### Exercise directions
Count how many lines below include the string "grass". Only that number should appear in the reply.

(Dataset entries)
----

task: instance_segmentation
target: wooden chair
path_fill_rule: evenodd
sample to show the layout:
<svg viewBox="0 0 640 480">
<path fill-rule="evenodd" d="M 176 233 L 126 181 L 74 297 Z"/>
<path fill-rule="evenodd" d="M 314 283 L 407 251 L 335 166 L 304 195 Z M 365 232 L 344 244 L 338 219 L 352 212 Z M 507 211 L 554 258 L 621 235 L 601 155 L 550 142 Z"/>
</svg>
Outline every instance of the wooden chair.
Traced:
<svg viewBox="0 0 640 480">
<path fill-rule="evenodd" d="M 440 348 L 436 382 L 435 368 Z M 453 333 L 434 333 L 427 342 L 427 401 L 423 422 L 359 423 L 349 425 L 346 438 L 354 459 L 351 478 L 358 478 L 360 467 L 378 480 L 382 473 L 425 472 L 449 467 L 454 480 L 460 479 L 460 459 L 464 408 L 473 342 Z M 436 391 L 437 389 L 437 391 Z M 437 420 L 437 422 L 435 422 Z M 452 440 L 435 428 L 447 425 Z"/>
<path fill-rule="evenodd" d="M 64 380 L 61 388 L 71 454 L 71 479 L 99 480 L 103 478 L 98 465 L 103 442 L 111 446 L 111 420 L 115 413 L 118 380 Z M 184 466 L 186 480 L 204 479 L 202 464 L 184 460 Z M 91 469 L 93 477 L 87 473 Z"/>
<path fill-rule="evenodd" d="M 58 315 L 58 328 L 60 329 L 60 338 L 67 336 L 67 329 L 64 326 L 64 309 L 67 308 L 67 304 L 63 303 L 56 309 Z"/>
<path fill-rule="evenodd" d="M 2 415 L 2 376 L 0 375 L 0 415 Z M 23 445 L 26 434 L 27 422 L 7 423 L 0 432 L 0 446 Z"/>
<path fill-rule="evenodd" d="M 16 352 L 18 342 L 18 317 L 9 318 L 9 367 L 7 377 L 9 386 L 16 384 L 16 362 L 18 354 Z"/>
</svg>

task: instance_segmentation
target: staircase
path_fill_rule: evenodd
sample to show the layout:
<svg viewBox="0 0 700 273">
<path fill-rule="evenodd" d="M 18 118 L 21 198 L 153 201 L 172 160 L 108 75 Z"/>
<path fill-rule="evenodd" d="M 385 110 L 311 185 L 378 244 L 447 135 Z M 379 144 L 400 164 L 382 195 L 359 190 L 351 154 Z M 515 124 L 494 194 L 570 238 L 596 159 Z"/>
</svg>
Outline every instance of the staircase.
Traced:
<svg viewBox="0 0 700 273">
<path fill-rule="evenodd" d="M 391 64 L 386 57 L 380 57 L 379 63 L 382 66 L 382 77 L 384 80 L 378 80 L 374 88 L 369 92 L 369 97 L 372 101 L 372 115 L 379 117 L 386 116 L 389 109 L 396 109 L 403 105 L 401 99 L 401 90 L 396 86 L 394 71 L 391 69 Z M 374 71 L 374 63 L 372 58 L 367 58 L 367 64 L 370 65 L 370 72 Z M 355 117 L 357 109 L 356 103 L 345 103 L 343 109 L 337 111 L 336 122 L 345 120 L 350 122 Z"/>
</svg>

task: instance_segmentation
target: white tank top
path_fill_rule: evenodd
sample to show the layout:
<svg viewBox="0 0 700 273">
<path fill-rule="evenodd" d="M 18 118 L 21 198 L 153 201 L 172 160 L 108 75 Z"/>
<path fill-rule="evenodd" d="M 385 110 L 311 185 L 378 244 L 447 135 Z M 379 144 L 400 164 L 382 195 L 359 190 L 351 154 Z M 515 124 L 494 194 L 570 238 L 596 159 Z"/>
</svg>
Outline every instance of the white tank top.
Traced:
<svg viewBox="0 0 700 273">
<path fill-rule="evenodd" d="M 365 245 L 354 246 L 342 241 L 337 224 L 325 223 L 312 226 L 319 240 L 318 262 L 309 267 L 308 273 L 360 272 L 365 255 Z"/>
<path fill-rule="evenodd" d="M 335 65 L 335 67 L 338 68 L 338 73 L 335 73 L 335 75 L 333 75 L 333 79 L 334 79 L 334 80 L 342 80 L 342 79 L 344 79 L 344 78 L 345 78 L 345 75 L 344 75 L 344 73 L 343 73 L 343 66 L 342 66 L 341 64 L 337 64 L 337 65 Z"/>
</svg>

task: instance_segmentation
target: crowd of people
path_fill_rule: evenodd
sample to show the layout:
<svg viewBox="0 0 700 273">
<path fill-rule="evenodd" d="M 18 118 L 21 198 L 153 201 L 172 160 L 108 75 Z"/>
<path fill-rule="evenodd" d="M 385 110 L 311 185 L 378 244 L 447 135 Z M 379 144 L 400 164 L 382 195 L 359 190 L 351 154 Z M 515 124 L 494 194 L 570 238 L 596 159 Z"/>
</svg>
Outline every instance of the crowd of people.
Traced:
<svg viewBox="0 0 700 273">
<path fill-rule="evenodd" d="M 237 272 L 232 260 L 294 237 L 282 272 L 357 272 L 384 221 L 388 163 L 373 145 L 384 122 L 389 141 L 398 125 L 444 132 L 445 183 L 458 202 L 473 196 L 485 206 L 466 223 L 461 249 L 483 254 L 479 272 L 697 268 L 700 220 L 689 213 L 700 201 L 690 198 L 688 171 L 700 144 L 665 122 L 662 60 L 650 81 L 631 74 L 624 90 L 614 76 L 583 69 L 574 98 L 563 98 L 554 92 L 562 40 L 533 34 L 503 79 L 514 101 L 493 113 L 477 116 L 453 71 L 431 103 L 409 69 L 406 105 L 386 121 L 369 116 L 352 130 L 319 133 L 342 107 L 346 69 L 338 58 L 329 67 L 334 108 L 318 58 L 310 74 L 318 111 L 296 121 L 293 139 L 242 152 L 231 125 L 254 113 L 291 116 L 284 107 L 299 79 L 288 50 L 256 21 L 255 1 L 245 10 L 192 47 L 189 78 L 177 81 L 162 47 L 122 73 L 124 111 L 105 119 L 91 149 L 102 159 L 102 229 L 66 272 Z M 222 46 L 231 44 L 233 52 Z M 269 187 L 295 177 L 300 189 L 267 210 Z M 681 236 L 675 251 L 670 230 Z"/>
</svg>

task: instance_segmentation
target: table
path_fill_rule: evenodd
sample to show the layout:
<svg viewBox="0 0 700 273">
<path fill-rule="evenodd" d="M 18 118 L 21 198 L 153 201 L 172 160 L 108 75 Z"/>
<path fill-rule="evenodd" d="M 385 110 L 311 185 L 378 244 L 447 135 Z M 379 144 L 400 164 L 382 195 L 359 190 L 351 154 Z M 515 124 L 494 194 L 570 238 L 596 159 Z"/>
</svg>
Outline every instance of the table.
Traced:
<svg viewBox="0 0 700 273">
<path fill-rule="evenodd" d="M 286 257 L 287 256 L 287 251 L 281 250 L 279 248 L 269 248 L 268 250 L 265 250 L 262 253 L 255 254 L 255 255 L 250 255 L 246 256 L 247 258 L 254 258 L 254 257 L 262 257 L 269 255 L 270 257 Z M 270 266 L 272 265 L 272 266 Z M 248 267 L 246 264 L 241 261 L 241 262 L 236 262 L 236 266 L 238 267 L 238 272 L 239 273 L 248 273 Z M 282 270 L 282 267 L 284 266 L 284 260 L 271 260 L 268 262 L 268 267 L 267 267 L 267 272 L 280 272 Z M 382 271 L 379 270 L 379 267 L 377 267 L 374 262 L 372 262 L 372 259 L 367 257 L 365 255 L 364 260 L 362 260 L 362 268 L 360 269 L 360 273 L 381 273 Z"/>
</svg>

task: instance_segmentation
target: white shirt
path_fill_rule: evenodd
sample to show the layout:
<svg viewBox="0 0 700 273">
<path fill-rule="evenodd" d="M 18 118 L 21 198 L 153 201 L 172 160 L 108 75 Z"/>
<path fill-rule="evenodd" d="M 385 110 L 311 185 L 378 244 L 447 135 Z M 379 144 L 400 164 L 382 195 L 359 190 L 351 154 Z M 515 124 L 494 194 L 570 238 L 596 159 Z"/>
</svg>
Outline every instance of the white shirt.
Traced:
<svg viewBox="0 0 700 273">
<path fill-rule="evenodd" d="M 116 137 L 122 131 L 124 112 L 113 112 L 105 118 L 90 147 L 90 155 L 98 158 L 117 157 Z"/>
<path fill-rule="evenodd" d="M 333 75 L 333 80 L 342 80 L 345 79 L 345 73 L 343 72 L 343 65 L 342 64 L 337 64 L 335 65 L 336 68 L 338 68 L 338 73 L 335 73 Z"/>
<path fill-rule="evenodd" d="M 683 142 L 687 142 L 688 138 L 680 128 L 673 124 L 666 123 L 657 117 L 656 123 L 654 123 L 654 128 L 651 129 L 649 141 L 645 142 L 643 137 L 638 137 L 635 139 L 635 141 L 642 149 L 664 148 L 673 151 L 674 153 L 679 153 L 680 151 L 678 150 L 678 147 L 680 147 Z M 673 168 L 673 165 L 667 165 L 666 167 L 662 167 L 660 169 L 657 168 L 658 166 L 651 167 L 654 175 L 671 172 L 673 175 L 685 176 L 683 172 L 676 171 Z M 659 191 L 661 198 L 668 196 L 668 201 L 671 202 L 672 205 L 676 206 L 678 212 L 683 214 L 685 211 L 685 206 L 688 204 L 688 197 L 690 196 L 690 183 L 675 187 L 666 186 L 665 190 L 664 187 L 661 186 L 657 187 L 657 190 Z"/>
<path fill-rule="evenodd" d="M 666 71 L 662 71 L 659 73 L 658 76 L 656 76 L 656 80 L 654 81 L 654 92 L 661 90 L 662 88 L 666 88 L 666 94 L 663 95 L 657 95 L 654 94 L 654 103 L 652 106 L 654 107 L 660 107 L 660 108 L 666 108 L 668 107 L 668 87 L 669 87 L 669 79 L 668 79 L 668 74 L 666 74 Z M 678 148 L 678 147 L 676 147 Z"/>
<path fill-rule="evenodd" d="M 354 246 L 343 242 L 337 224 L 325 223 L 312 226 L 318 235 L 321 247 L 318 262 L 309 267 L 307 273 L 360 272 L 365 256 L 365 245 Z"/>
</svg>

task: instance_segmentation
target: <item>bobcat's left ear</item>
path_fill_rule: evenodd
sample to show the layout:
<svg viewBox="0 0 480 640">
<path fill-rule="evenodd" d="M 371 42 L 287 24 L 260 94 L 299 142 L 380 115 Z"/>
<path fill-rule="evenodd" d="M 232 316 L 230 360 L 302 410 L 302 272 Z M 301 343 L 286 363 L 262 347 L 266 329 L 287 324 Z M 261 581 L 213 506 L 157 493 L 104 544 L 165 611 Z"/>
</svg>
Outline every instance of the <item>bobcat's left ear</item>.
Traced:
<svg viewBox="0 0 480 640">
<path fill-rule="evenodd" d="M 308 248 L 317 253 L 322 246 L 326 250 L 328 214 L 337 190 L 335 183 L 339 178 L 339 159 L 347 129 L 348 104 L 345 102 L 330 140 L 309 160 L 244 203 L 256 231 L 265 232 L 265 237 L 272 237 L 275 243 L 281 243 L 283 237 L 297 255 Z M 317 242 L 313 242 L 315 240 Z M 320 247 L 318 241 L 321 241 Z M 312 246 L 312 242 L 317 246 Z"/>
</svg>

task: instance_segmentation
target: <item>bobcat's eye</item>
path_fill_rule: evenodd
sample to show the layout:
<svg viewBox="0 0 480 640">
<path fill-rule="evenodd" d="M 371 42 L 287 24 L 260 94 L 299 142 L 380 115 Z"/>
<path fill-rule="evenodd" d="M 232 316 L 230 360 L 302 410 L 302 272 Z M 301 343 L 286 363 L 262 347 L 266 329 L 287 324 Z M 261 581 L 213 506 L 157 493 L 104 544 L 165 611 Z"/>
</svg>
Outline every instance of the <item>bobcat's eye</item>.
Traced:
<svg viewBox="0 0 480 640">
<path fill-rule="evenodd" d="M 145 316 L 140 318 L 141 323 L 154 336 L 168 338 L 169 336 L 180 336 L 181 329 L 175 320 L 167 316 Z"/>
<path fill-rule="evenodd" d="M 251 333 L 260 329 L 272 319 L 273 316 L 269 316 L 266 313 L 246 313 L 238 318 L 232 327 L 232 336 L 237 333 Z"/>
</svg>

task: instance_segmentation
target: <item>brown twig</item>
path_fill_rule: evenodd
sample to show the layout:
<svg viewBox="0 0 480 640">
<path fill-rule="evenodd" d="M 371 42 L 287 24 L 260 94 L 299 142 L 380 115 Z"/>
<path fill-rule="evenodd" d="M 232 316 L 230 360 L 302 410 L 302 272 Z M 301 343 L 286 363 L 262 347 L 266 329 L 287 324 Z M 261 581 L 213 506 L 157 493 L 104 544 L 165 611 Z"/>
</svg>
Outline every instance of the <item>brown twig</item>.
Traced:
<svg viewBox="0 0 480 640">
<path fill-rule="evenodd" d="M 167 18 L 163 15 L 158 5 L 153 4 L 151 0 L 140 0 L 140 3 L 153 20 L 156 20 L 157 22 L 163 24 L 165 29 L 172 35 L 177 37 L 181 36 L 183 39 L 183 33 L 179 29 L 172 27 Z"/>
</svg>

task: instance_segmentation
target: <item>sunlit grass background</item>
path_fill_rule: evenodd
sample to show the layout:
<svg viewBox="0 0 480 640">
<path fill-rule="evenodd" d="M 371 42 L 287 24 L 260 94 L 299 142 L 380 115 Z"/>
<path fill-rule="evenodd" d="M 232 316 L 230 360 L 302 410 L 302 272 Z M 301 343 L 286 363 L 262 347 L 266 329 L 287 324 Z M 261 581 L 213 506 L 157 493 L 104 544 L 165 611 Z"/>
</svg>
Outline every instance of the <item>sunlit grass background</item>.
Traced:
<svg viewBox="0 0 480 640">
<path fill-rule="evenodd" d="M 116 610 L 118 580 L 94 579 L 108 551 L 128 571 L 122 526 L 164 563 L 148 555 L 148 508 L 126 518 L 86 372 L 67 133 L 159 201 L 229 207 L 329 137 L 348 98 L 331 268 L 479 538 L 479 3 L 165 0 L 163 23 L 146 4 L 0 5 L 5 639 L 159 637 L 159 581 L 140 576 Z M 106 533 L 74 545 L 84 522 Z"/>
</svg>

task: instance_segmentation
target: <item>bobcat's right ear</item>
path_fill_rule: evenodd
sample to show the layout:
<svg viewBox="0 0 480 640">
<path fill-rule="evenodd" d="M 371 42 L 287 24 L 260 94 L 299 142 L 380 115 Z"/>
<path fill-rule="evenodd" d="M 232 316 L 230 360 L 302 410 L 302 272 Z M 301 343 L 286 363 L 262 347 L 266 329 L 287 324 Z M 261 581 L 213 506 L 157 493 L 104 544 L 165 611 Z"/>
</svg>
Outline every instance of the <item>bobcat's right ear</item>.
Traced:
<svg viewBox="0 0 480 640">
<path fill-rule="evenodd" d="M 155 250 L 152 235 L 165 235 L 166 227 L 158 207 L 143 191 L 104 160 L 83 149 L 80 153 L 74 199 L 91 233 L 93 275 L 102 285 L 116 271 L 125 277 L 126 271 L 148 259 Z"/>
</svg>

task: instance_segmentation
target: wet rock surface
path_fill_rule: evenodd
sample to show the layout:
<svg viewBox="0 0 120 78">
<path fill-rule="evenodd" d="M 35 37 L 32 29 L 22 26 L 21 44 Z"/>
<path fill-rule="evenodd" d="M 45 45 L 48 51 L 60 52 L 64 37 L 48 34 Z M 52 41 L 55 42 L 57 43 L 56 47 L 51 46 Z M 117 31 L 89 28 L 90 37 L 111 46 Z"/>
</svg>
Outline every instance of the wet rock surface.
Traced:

----

### Reply
2